** WHAT NEEDS TO BE DONE **
Each entry must be copied exactly, without omission.

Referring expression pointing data
++++++++++

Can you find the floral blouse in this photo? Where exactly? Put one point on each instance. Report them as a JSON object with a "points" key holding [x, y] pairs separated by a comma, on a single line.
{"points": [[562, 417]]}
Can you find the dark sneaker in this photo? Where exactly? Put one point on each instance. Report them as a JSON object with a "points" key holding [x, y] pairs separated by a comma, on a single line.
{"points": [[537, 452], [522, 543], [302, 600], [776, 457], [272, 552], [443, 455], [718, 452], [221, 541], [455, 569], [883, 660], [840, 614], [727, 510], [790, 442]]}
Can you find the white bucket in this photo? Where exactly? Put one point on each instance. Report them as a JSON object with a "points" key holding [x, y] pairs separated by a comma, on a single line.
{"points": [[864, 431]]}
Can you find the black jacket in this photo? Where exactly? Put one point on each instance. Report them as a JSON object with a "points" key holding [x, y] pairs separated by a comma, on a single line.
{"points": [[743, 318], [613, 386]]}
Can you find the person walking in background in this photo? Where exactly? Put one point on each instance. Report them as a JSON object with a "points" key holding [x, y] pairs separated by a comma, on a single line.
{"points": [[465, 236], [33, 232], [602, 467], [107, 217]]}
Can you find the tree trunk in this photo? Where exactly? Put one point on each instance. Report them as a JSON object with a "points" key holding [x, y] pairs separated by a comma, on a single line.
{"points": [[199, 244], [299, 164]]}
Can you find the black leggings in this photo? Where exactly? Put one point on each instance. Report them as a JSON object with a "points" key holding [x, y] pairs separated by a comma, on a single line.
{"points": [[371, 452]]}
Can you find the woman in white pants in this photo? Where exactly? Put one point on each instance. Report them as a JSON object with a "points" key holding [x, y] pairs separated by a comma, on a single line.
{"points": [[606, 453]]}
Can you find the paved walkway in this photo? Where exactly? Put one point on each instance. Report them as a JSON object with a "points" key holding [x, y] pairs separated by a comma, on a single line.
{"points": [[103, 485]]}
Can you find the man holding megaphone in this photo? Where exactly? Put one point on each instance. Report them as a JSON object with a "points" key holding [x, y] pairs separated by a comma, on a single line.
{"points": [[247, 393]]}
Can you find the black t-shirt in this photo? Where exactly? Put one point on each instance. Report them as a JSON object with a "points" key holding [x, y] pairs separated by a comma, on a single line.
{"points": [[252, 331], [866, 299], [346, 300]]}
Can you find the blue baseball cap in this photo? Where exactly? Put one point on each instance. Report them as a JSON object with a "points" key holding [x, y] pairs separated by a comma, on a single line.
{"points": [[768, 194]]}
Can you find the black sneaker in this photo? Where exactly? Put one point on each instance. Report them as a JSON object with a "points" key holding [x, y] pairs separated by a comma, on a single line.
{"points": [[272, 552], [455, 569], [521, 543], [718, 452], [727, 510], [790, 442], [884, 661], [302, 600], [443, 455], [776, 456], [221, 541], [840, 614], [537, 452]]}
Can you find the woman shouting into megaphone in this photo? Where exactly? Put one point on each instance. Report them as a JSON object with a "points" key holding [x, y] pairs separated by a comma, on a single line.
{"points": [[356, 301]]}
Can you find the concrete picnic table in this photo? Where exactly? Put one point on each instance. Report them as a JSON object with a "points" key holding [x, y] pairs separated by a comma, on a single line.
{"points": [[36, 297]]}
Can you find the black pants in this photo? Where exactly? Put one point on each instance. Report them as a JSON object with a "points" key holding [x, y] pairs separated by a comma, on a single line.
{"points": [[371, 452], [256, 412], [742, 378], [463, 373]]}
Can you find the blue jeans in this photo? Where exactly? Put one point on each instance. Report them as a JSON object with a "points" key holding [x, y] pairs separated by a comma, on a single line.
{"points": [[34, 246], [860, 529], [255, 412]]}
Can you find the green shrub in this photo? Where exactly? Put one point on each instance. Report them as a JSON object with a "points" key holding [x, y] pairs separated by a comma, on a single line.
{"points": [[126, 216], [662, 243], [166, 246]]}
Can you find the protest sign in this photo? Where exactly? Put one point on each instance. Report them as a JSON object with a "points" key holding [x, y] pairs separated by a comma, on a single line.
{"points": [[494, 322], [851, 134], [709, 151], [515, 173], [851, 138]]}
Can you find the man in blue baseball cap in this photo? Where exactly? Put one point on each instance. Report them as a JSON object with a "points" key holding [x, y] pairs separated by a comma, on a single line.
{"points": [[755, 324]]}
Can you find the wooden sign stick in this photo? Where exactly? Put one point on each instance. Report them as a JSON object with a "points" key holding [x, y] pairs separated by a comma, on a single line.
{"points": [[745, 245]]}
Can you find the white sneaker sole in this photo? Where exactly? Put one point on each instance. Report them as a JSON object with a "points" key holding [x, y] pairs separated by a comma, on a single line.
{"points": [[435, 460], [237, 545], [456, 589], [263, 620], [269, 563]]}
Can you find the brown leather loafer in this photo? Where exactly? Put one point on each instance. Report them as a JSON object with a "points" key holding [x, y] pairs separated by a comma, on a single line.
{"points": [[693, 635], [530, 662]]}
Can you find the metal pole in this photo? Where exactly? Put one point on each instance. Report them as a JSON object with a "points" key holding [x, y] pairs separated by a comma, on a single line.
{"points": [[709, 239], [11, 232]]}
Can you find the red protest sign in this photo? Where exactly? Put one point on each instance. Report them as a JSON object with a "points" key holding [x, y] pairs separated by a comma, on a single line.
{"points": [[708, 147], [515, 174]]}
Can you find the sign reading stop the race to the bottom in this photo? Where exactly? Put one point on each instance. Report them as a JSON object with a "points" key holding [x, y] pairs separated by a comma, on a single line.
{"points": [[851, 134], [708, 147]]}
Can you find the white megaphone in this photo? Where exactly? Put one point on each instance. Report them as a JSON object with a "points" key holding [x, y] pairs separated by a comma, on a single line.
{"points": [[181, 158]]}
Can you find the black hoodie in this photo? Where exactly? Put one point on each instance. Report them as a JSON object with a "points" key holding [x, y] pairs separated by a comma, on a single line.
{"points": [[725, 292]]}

++++++++++

** EXERCISE ANSWER **
Can you find the floral blouse in this photo? Where exactly? Put one point on each instance. Report them as a JSON object with a "points" key holding [x, y] pairs separated by a comma, on a single line.
{"points": [[562, 417]]}
Can you find the dark sneaker in this photo? Where exactly? Put one point on each instance. Report them as a JSON object with a "points" key holding [x, y] pairs separated by a comma, on a single line.
{"points": [[537, 452], [522, 543], [302, 600], [776, 457], [272, 552], [443, 455], [718, 452], [221, 541], [455, 569], [883, 660], [840, 614], [727, 510], [790, 442]]}
Can you find the white bucket in this photo? Where exactly? Put one point on each instance. Report them as a JSON object with a "points" key holding [x, y] pairs separated by a comma, on a single line.
{"points": [[864, 431]]}
Can you find the black jacket in this photo? Where exactly? Put one point on each instance. Report them as a JSON object with a "points" key holding [x, y] pairs separated by a comma, on a single line.
{"points": [[743, 318], [613, 386]]}
Can you find the person walking in background in this photo? Where exactly? Put one point on each instance. Report them as a JSON object with a "points" key holding [x, y] pairs separated by a comma, on a single line.
{"points": [[465, 236], [33, 232], [602, 467], [107, 217]]}
Can you find the tree trunk in this photo? Where exactly? Put one point on each instance. Report them as a JSON object with a "points" key holding [x, y] pairs separated by a comma, on a single line.
{"points": [[199, 244], [299, 164]]}
Can you find the black leggings in this photo? Where exactly? Put one point on each instance. Report them as a JSON object with a "points" key holding [x, y] pairs separated by a comma, on a single line.
{"points": [[371, 452]]}
Can you find the woman in white pants in this photo? Where exactly? Put one point on each instance. Report them as a JSON object with a "points" key holding [x, y] pairs separated by a comma, on a single line.
{"points": [[606, 453]]}
Can you find the paved walkway in this photo? Where exactly? Put one point on each instance. Report them as a JSON object with a "points" key holding [x, y] pairs separated by a comma, on a single line.
{"points": [[103, 485]]}
Can you find the man holding megaphone in this photo? Where exactly? Put one point on each instance. Report them as a JSON object with a "points" key holding [x, y] pairs separated by a comma, on a single line.
{"points": [[247, 393]]}
Can you find the black t-shirt in this photo? Where exactly? Put one point on each instance. Report them as a JSON object with a "points" key holding [x, y] pairs separated by a comma, on a single line.
{"points": [[252, 331], [866, 299], [346, 300]]}
Can you find the blue baseball cap in this photo? Where exactly? Put one point on each instance. Report them as a JSON object with a "points" key holding [x, y] pairs separated by a comma, on a single line.
{"points": [[768, 194]]}
Can you find the black sneaker in this photo? Where exactly? Put one point on each instance. Report them as a JSON object with a "points" key holding [x, y] pairs separated by a comma, on a single line.
{"points": [[272, 552], [455, 569], [521, 543], [718, 452], [727, 510], [790, 442], [884, 661], [302, 600], [443, 455], [776, 456], [221, 541], [840, 614], [537, 452]]}
Can you find the woman shouting into megaphone in this photo? Where exactly? Put one point on each instance. Report them as a JSON object with a "points" key holding [x, y] pairs separated by a comma, on a single line.
{"points": [[356, 301]]}
Can you find the concrete picnic table in this photo? Where exactly? Put one point on each instance. Report them as a JSON object with a "points" key holding [x, y] pairs separated by a comma, on a single line.
{"points": [[36, 297]]}
Can you find the black pants in this photo? Where exactly? Put one point on each instance. Report them as a JSON object with a "points" key holding [x, y] pairs separated by a comma, on a single line.
{"points": [[371, 452], [256, 412], [742, 378], [463, 373]]}
Can you find the blue jeans in this photo? Where exactly? Put one point on each instance. Report them as a JSON object with a "points" key holding [x, y] pairs separated by a comma, on a single line.
{"points": [[34, 246], [860, 529], [255, 412]]}
Can you find the green shrub in this photo? Where exactly? Put one point on each instance. Report them as a JSON object with a "points" key holding [x, y] pairs separated by a comma, on a single line.
{"points": [[126, 216], [662, 243], [166, 246]]}
Can you find the protest sign in this photo? Where exactly? Put one point on each instance. Report them as a JSON object with a "points" key holding [x, y] pairs separated by a comma, on a single line.
{"points": [[494, 322], [851, 134], [709, 151], [515, 173], [851, 138]]}
Can you find the man in blue baseball cap in this photo? Where exactly? Put one point on each instance. Report them as a JSON object with a "points" key holding [x, y] pairs separated by a comma, on a single line.
{"points": [[755, 324]]}
Can you find the wooden sign stick in this photo? Where exactly? Put one point on each instance. Report them as a JSON object with a "points" key holding [x, y] pairs separated by a comma, on a single line.
{"points": [[745, 245]]}
Can you find the white sneaker sole in this photo? Where exactly? Put one point on each instance. Report them as a JSON object with a "points" key holding [x, y] pairs separated by a comma, on a single line.
{"points": [[435, 460], [237, 545], [456, 589], [263, 620], [269, 563]]}
Can you find the brown leather loafer in this photo? Where exactly? Put one point on each instance. Report them as a JSON object with a "points" key holding [x, y] pairs separated by a comma, on a single line.
{"points": [[693, 635], [530, 662]]}
Can you find the metal pole in this photo? Where exactly? Put one point on each instance. Report them as a JSON object with a "points" key holding [x, y] pairs separated by a comma, on a single line.
{"points": [[709, 239], [11, 232]]}
Can you find the red protest sign in this photo? Where exactly? Put one point on each instance. Report them as a JSON object with a "points" key holding [x, y] pairs separated by a comma, on a single line.
{"points": [[708, 147], [515, 174]]}
Can you find the sign reading stop the race to the bottom in this photo? Where exactly? Put one point on each instance. Report them as a JSON object with a "points" key holding [x, y] pairs separated by a comma, on a single line.
{"points": [[851, 134], [708, 147]]}
Can you find the white megaphone in this photo? Where exactly? Put one point on each instance. Report them as a JSON object with a "points" key holding [x, y] pairs separated by a comma, on a single line.
{"points": [[181, 158]]}
Can you find the black hoodie in this photo? Where exactly? Put one point on each instance. Report them as a JSON object with a "points" key holding [x, y] pairs separated by a comma, on a single line.
{"points": [[725, 292]]}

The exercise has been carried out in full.